GIVEN TASK: Take the line containing "In this exercise you will mark each instance of the sunglasses" and every line after it in the data below, and print them exactly as given, with nothing else.

***** RECORDS PROVIDED

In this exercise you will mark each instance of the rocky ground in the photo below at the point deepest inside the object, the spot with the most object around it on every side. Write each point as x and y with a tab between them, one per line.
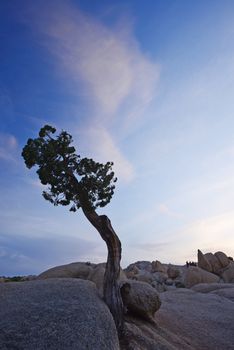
167	307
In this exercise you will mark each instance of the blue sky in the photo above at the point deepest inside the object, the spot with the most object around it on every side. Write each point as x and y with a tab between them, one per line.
146	84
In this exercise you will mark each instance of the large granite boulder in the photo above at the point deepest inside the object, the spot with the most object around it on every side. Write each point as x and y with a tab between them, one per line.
157	266
203	263
73	270
195	275
203	321
55	314
97	276
223	259
214	263
140	299
173	272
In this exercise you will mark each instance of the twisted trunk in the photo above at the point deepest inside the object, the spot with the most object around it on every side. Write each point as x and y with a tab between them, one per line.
111	288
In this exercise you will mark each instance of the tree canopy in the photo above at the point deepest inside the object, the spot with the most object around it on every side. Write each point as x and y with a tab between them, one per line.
67	175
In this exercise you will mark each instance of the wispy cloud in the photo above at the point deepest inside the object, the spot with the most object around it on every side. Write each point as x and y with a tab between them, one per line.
8	147
102	146
107	67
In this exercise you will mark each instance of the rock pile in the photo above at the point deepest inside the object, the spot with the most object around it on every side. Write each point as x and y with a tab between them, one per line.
212	268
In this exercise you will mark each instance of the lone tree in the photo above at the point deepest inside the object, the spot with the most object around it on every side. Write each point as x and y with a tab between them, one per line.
79	183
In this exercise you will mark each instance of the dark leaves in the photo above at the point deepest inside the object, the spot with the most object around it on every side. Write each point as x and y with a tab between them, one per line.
66	174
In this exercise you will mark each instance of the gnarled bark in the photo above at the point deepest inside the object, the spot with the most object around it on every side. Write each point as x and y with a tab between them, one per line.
111	287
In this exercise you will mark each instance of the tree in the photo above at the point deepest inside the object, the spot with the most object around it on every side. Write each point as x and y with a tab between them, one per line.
79	183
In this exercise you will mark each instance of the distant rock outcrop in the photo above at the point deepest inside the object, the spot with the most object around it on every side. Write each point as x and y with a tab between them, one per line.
197	275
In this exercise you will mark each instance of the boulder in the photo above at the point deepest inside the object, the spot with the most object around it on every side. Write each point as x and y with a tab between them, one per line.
195	275
156	266
143	276
159	277
140	299
223	259
227	293
203	263
141	265
73	270
210	287
228	274
214	262
55	314
203	321
130	273
173	272
97	276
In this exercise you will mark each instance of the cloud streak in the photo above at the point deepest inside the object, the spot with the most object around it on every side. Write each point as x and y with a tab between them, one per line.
8	147
107	69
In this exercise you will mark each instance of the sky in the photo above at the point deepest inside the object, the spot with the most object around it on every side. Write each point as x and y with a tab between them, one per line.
148	85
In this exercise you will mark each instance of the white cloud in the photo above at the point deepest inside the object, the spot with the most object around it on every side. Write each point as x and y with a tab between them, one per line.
163	209
107	69
8	147
107	60
103	148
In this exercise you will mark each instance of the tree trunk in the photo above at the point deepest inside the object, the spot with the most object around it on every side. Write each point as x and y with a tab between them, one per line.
111	289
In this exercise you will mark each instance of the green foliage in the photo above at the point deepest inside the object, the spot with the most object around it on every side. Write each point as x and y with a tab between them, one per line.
70	180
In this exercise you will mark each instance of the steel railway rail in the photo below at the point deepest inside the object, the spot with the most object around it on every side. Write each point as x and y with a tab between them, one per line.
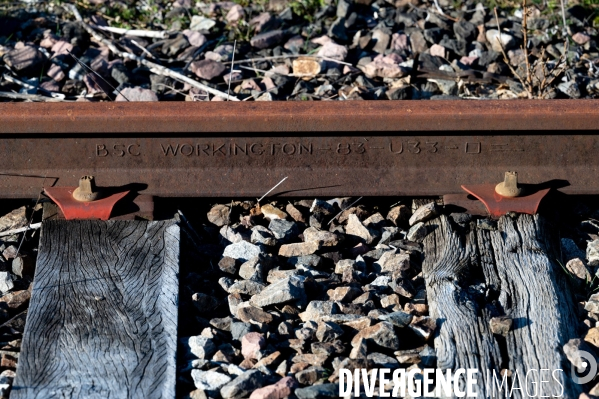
326	148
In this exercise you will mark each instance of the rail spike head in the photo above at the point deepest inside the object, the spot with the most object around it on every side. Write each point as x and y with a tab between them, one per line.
509	186
87	190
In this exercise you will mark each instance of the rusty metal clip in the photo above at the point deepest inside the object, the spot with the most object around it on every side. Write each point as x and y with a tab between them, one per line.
508	196
85	201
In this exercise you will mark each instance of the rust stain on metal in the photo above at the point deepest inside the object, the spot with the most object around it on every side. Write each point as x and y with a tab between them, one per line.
73	209
497	205
326	148
331	116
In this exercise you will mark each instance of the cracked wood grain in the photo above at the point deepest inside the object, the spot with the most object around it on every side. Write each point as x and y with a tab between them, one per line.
102	321
474	275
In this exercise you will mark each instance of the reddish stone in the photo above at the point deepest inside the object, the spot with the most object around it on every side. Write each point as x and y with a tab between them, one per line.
207	69
283	388
251	344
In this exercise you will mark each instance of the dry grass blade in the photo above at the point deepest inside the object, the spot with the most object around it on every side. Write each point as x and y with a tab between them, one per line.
154	68
95	74
506	59
269	191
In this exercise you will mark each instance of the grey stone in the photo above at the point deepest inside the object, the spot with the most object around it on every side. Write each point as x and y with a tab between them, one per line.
320	206
381	40
207	69
13	220
209	380
316	309
337	30
254	269
570	250
569	88
310	375
283	230
261	235
26	58
242	251
320	391
328	331
383	361
593	253
201	347
136	94
219	215
465	30
239	330
201	23
424	213
228	265
578	269
204	303
344	8
267	39
6	282
381	281
325	238
235	234
283	291
243	385
392	262
306	261
507	41
381	334
398	319
356	229
417	232
246	287
299	249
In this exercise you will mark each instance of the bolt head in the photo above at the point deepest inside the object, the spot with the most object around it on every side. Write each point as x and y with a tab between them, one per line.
87	190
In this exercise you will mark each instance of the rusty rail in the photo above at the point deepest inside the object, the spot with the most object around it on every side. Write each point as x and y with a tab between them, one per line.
326	148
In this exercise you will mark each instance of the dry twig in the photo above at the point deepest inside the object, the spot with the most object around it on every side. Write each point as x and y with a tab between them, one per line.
133	32
154	68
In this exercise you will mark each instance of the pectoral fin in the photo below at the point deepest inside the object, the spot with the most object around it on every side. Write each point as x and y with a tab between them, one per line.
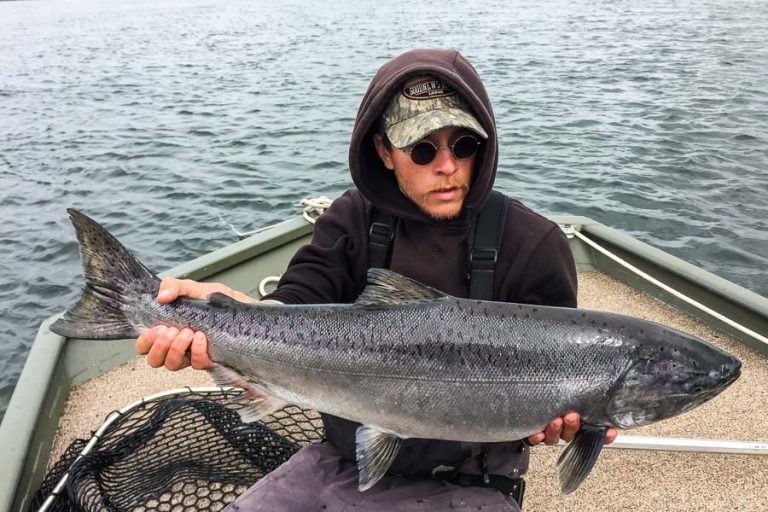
376	449
579	456
260	402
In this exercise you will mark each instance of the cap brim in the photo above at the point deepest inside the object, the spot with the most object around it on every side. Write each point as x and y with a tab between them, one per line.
415	128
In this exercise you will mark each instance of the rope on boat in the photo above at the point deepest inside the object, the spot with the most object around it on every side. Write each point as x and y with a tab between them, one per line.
667	288
311	209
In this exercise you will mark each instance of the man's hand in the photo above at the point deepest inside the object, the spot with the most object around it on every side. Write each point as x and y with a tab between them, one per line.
178	348
565	428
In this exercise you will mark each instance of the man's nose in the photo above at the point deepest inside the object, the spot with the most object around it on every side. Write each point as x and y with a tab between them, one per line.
445	162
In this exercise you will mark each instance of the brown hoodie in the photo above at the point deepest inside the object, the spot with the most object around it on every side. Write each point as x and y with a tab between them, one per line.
534	266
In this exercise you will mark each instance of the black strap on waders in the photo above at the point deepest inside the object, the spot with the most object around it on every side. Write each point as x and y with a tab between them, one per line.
485	246
486	242
380	236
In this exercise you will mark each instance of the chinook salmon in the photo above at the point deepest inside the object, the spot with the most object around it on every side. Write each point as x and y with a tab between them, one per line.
408	361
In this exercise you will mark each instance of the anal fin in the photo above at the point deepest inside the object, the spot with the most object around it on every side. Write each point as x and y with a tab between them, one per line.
376	449
260	402
578	458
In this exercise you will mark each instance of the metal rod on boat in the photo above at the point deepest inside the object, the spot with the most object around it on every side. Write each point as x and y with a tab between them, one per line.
673	444
681	296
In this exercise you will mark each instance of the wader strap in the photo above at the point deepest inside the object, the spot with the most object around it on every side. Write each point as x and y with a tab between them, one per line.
380	236
485	246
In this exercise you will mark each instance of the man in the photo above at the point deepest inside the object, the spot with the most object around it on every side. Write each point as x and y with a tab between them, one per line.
424	152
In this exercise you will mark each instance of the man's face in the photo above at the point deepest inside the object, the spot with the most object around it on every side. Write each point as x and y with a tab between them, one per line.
439	187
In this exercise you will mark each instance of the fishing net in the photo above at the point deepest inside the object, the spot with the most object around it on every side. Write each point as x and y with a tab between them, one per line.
184	452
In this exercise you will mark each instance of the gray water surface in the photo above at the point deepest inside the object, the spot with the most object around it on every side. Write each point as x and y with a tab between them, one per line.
169	121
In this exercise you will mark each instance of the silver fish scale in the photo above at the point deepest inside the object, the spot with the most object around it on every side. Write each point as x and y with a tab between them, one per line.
410	368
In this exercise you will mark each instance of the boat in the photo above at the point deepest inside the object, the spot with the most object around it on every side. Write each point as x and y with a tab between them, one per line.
709	459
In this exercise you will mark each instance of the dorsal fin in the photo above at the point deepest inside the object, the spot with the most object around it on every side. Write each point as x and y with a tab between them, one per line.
387	287
219	300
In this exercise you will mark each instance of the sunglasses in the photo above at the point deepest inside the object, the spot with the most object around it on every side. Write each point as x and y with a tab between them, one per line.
424	151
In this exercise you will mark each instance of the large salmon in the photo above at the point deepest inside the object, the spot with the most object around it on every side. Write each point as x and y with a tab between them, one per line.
406	360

**********

TASK RESPONSE:
In this exercise you will mark each instance of the sunglasses in the photo above at the point deepest inside the object, the spot with the most object around it on every side. Write each point as x and y with a tab between them, one per line.
424	151
In this exercise you will mark each instance of the large salmon in the photo above at the point deepest inside the object, the spot with the most object around it on every side. Write each point as x and y with a tab between them, one per line.
406	360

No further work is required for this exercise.